| Task requirements |
(a) Quote everything in the guideline on personal care supports from "Personal care supports are likely" down to "a specific goal.".
(b) Write what comes next in the guideline on personal care supports, starting after its last sentence.

START Provided text

Including Specific Types of Supports in Plans Operational Guideline - Personal care supports

9. Personal care supports

Personal care supports relate to assistance with daily personal activities including assistance with, or supervision of, personal tasks of daily life. For example:

  • personal hygiene, including showering, bathing, oral hygiene, dressing and grooming;
  • toileting, bladder and bowel management and menstrual care;
  • eating and drinking;
  • attending appointments;
  • use of aids and appliances, hearing and communication devices;
  • mobility and transferring, for example moving in and out of bed and on or off the toilet; or
  • application of splints, basic first aid due to injuries sustained as a result of a participant’s disability.

Personal care supports may be required across a variety of settings. For example, a participant living alone in their own home, living with family or other people, when undertaking social, recreational, education or employment activities or during holidays away from home.

When personal care supports are being considered, the NDIA will have regard to the degree to which these supports:

  • maximise the independence and functional skills of the participant;
  • are appropriate to the participant’s age and circumstances; and
  • whether alternative arrangements or supports could meet a participant’s needs in a less intrusive manner. For example, aids and equipment may enable a participant to complete tasks for themselves or the provision of training may increase the participant’s independence in the tasks.

Before including any personal care support in a participant’s plan, the NDIA must,amongst other matters, be satisfied that the support will assist the participant to pursue their goals. objectives and aspirations (section 34(1)(a)).

Personal care supports are likely to be supports which assist a participant to pursue a number of different goals, rather than being related to a specific goal.

END Provided text
START Supplied entries

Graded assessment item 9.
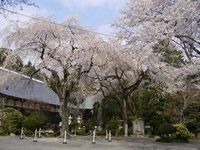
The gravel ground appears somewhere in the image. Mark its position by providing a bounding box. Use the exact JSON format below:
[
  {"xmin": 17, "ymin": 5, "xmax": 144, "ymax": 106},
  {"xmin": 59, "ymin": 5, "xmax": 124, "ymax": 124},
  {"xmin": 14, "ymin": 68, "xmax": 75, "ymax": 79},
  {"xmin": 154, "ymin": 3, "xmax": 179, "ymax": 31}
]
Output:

END Supplied entries

| Answers for the tasks |
(a)
Personal care supports are likely to be supports which assist a participant to pursue a number of different goals, rather than being related to a specific goal.

(b)
Personal care supports for children are not intended to replace the usual care and supervision provided, or paid for, by a parent (see does the funding of the support take into account what is reasonable to expect others to provide?). However, the NDIA may fund personal care supports for children with complex needs where the level of support needed is beyond the level usually required for children of the same age.

A participant’s request that intimate personal care not be provided by family members or friends should always be respected and taken into account when determining the level of assistance that should be funded.

Supports to provide assistance with daily personal activities should generally be limited to a maximum of 6 hours per day. This level of support is based on:

  • bathing, dressing, toileting and grooming up to 2 hours per day – including bowel management, skin care, bladder management, menstrual care;
  • assistance with eating up to 2 hours per day which may include assistance with medication;
  • mobility including exercise, positioning, moving up to 1 hour per day; and
  • where toileting assistance alone is required, up to 1 hour a day.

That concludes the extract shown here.